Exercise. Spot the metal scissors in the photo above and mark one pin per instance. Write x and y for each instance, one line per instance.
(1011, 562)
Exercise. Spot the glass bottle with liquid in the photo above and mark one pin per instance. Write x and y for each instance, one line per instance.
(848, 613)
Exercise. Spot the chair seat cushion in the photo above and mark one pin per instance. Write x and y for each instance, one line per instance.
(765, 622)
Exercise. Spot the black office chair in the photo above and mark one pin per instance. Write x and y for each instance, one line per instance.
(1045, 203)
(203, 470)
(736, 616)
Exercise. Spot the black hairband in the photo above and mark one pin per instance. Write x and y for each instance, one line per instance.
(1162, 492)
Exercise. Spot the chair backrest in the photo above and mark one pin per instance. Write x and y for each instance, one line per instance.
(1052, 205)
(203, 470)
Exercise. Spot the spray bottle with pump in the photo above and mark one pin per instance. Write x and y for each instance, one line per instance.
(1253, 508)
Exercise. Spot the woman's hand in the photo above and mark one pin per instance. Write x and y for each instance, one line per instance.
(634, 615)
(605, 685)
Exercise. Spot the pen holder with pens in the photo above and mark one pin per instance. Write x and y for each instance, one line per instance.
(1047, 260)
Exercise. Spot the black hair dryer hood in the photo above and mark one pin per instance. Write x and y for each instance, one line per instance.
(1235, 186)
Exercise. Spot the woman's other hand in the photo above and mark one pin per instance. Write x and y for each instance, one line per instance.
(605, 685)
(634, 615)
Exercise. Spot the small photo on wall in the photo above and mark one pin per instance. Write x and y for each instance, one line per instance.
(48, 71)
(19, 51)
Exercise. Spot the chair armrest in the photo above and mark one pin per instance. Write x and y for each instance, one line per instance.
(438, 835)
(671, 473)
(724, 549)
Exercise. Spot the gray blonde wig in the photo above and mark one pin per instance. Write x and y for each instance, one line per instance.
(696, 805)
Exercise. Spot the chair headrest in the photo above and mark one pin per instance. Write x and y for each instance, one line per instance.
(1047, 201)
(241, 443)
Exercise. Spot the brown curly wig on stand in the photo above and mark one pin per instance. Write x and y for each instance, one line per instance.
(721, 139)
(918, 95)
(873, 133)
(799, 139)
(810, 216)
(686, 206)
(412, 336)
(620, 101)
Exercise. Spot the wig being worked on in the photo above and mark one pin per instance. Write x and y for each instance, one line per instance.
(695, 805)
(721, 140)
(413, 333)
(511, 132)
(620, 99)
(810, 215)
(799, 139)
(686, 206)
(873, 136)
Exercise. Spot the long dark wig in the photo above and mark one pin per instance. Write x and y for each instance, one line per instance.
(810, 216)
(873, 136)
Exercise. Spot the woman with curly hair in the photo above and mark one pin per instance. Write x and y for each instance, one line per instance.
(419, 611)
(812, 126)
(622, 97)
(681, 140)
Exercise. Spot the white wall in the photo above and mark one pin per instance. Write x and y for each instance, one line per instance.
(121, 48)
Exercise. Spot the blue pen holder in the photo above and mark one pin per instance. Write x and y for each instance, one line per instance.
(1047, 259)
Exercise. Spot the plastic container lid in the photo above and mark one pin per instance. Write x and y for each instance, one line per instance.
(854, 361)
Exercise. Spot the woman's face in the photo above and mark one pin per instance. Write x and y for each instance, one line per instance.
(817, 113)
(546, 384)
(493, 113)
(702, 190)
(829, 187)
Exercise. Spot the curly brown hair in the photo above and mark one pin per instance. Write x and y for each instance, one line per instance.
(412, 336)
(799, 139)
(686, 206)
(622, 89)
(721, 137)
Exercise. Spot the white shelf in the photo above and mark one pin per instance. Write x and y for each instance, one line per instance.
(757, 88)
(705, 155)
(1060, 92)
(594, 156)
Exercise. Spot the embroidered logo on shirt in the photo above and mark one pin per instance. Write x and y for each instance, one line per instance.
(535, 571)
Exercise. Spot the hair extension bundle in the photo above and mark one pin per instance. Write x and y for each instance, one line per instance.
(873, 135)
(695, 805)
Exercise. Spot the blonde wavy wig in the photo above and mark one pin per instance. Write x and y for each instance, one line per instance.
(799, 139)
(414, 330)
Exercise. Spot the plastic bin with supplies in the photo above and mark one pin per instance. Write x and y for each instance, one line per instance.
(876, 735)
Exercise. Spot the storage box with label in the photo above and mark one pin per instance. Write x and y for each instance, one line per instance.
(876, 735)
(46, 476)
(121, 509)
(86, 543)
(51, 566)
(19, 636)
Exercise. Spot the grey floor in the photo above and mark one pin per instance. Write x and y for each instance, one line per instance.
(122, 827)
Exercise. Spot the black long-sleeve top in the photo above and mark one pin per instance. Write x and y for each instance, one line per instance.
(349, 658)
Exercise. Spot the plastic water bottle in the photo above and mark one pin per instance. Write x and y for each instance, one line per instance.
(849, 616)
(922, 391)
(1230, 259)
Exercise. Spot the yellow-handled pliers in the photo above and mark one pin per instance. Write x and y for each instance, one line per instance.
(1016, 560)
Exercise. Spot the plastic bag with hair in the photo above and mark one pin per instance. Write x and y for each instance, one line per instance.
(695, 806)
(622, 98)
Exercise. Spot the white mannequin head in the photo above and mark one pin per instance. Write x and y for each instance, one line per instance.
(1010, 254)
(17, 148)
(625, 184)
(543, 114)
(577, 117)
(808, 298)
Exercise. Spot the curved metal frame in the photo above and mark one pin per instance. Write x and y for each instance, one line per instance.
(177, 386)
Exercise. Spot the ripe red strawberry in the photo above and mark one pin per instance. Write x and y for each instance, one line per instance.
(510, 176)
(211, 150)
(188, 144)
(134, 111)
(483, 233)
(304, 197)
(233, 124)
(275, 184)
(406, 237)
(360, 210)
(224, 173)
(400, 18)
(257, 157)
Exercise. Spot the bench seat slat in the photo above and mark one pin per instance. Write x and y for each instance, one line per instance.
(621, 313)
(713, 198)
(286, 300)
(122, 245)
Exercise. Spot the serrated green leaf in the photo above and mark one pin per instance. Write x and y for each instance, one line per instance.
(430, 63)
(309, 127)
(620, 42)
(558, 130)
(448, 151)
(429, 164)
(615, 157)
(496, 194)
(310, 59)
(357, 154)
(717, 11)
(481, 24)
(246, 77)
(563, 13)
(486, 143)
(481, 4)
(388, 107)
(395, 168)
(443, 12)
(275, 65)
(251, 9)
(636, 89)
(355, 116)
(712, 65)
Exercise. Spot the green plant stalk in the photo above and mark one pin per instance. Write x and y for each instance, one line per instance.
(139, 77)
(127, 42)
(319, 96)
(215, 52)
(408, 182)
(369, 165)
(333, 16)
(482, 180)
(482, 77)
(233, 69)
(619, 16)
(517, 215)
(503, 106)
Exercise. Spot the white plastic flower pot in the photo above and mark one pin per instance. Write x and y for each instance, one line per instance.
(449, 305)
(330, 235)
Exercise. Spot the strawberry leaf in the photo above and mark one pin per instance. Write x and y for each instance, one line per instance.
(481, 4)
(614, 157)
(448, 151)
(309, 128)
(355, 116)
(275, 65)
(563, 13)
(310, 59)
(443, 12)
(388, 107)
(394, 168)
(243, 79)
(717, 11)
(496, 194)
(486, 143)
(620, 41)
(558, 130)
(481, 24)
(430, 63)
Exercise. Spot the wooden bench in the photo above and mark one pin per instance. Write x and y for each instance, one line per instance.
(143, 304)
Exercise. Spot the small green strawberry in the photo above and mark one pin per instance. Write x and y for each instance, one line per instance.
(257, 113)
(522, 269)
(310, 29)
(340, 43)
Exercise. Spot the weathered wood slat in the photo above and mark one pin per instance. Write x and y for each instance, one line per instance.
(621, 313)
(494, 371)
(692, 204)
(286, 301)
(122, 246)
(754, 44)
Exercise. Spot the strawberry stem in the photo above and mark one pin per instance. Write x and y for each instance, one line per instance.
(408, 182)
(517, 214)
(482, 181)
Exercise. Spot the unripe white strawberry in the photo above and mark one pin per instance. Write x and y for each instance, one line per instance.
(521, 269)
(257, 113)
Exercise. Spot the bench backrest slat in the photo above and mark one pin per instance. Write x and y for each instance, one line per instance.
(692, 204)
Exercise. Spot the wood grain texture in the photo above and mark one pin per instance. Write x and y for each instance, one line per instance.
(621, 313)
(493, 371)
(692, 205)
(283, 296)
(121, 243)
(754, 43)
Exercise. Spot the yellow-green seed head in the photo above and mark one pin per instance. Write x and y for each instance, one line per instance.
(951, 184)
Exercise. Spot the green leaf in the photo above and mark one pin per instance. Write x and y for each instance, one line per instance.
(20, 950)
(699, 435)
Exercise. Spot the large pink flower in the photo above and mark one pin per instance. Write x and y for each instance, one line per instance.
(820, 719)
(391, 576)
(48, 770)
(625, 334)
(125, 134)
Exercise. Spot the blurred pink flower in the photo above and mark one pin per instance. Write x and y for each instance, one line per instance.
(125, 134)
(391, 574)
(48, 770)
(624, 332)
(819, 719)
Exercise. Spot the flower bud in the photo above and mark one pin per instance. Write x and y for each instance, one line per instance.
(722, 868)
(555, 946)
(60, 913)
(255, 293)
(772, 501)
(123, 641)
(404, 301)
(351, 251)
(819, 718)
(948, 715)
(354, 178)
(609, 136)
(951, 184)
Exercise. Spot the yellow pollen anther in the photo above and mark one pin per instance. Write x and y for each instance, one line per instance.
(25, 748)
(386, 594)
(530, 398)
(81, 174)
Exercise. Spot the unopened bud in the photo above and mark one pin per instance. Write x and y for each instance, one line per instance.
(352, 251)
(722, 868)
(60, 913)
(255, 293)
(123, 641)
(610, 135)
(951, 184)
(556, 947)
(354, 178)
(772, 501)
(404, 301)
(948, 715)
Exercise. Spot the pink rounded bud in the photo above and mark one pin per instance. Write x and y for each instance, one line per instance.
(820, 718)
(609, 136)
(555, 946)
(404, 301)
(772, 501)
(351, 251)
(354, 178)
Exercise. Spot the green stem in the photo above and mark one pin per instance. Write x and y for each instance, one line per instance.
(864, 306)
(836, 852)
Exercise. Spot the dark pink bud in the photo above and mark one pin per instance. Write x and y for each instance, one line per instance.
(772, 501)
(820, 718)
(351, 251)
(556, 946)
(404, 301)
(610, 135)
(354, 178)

### WORK INSTRUCTION:
Copy exactly, and only, the lines from the line that contains "Exercise. Spot the pink" through the end of the data above.

### SOLUTION TO THE EXERCISE:
Exercise. Spot the pink rounded bud in the photo above and mark one pin per instance. Write x and y for each instance, one line per instance.
(820, 718)
(609, 136)
(555, 946)
(404, 301)
(772, 501)
(351, 251)
(354, 178)
Exercise. Spot the green stem in the photo above and mark one pin per instance. Write x and y for each instance, one line per instance.
(864, 306)
(836, 852)
Exercise. Spot the dark pink bud in the photo above and mark one pin per instance. Write x and y for each instance, one line per instance.
(772, 501)
(820, 718)
(351, 251)
(556, 946)
(404, 301)
(610, 135)
(354, 178)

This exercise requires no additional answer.